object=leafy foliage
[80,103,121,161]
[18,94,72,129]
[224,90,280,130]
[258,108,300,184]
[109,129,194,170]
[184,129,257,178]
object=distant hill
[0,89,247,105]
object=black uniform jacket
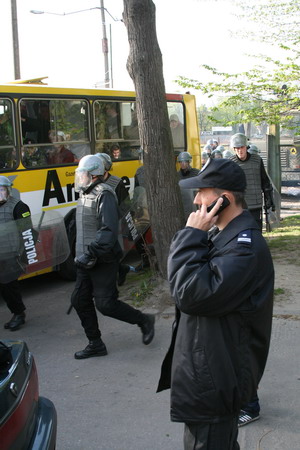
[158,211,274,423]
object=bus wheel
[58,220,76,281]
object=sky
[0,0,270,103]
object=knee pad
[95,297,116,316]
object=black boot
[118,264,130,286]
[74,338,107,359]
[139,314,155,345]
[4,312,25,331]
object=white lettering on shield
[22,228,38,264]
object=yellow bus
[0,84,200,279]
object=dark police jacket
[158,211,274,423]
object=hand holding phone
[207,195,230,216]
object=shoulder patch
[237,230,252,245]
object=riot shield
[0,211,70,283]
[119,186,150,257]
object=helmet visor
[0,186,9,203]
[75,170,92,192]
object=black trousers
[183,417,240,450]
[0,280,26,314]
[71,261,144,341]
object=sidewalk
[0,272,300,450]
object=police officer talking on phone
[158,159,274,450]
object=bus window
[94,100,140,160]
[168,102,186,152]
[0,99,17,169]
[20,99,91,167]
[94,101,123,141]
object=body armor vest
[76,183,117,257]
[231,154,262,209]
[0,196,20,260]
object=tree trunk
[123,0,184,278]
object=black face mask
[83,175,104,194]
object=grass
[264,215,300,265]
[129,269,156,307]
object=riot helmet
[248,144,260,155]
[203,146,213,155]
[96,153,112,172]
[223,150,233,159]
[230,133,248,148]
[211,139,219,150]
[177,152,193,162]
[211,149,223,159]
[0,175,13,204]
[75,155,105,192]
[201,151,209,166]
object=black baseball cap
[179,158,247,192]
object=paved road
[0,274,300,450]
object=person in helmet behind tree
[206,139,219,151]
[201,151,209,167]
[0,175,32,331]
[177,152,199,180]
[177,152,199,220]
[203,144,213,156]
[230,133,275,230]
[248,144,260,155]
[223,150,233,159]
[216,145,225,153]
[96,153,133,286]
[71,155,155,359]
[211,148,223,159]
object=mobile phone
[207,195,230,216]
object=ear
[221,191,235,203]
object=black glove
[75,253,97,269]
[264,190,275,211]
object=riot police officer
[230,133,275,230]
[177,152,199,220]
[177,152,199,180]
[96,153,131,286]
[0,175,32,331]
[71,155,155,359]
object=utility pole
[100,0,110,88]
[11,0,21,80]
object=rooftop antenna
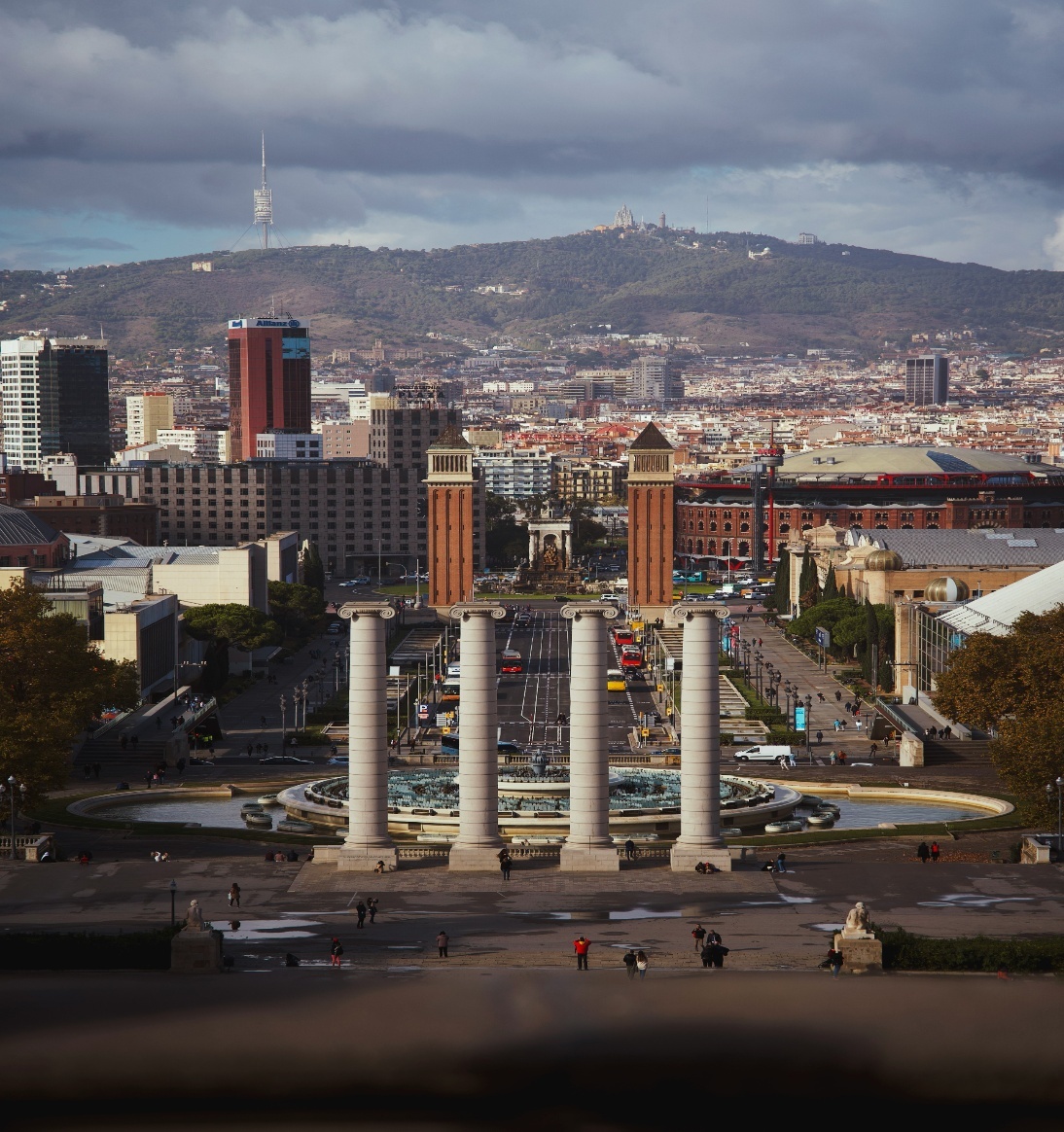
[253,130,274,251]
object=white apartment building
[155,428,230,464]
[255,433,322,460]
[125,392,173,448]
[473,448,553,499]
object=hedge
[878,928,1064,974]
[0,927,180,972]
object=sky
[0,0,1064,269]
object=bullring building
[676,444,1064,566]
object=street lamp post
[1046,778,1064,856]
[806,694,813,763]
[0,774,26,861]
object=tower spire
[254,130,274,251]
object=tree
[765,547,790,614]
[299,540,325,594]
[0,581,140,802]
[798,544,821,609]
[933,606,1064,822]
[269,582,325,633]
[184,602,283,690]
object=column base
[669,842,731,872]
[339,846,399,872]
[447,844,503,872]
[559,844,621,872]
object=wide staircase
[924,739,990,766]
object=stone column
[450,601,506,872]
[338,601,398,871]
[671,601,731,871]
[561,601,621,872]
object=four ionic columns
▬▬▬
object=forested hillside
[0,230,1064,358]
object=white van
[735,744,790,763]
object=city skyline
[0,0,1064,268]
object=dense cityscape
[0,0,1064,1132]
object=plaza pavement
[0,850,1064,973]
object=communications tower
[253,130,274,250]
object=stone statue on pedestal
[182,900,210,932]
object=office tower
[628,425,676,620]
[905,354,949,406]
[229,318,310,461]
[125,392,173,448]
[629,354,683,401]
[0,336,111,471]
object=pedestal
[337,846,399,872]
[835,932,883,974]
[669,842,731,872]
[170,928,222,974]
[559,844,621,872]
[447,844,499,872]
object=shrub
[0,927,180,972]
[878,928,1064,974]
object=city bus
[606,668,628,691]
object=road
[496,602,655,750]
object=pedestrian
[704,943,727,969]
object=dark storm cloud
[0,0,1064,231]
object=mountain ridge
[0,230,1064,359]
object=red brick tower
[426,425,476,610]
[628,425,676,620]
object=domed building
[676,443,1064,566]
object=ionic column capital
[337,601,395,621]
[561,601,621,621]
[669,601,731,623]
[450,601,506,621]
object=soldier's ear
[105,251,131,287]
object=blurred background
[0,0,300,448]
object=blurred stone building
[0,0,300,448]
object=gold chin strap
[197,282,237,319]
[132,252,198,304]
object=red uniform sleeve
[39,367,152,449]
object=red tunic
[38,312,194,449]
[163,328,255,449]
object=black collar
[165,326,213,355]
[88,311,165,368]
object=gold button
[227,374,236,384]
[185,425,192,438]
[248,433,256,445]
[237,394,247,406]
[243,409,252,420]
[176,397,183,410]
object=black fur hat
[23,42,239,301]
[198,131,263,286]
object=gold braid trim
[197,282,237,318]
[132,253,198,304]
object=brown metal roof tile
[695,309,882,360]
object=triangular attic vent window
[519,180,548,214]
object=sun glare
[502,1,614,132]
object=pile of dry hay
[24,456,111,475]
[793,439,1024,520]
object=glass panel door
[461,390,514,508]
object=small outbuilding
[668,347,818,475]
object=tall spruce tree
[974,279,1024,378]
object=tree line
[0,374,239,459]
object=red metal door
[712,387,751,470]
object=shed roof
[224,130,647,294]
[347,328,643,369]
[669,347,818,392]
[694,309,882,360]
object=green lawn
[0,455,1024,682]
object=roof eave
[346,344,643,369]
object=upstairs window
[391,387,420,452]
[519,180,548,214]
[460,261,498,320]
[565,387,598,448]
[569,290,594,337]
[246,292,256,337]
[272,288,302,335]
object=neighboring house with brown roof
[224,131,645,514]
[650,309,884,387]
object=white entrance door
▬▬▬
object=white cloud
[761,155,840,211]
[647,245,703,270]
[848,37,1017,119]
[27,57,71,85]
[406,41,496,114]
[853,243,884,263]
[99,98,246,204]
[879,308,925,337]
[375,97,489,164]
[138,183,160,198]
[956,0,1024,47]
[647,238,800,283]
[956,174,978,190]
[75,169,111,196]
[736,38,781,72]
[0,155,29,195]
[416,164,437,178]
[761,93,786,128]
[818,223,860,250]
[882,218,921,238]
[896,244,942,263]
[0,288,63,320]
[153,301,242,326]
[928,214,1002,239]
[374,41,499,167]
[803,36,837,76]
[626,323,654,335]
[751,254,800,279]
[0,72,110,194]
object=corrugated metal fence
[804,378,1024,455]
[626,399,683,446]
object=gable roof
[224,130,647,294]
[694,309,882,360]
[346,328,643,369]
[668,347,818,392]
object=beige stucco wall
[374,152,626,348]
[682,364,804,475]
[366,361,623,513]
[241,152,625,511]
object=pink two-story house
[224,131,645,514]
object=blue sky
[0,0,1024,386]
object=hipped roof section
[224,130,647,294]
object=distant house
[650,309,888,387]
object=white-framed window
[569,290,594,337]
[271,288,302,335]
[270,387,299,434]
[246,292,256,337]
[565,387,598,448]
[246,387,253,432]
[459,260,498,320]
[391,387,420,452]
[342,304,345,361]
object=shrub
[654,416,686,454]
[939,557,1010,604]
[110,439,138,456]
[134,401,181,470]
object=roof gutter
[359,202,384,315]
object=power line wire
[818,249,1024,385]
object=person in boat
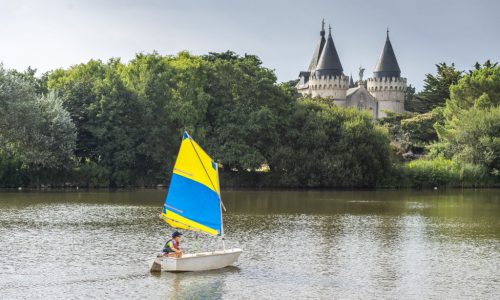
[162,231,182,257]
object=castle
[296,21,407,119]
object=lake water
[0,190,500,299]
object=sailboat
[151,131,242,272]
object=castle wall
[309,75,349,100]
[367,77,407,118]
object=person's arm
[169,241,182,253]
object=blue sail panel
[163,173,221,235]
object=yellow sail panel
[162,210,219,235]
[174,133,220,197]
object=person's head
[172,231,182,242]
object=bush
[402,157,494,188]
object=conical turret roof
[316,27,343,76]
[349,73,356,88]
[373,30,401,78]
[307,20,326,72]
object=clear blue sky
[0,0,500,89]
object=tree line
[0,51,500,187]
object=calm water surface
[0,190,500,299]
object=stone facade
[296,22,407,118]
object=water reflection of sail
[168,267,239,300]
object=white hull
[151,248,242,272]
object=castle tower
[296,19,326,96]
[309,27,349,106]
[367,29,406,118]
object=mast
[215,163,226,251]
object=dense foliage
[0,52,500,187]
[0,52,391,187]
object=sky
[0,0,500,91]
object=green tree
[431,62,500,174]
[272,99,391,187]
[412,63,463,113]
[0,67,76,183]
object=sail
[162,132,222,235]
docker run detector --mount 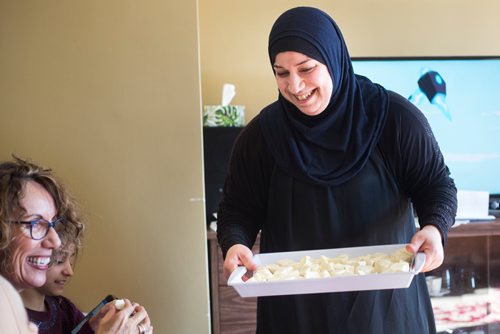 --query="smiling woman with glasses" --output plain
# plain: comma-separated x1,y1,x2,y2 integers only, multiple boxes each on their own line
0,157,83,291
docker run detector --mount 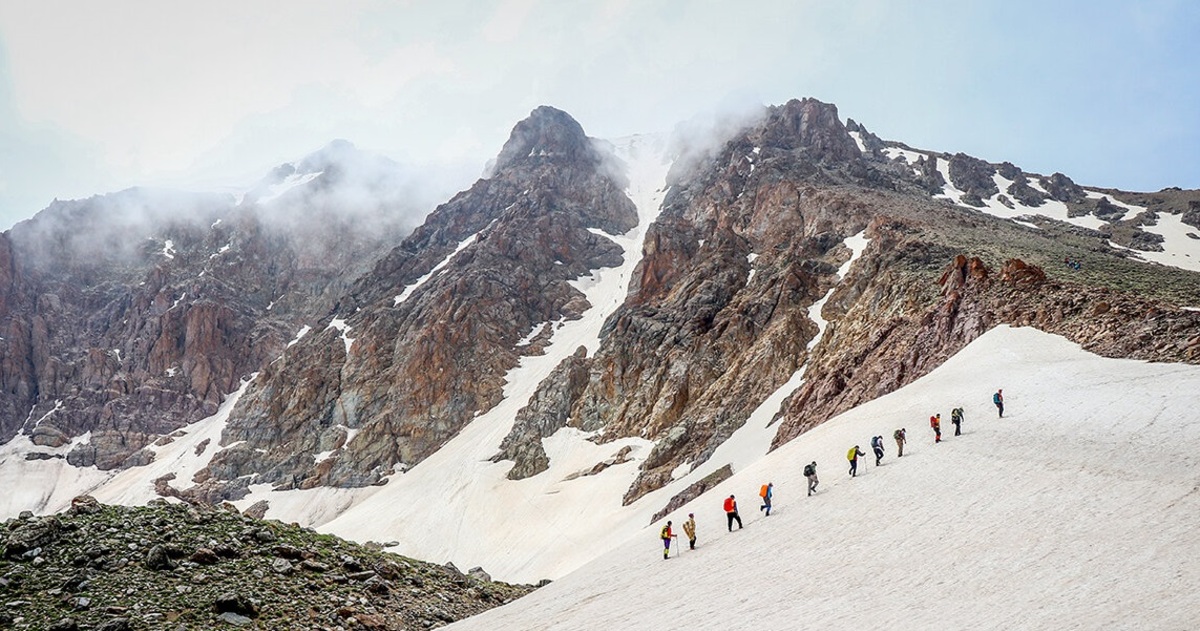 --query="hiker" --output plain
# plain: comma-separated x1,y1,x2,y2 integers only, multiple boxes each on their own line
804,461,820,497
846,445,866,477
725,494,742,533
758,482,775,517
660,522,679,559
▬▬▬
Locate each line in the records above that contains the string "blue" and reproduce every such line in full.

object=blue sky
object=blue sail panel
object=clear blue sky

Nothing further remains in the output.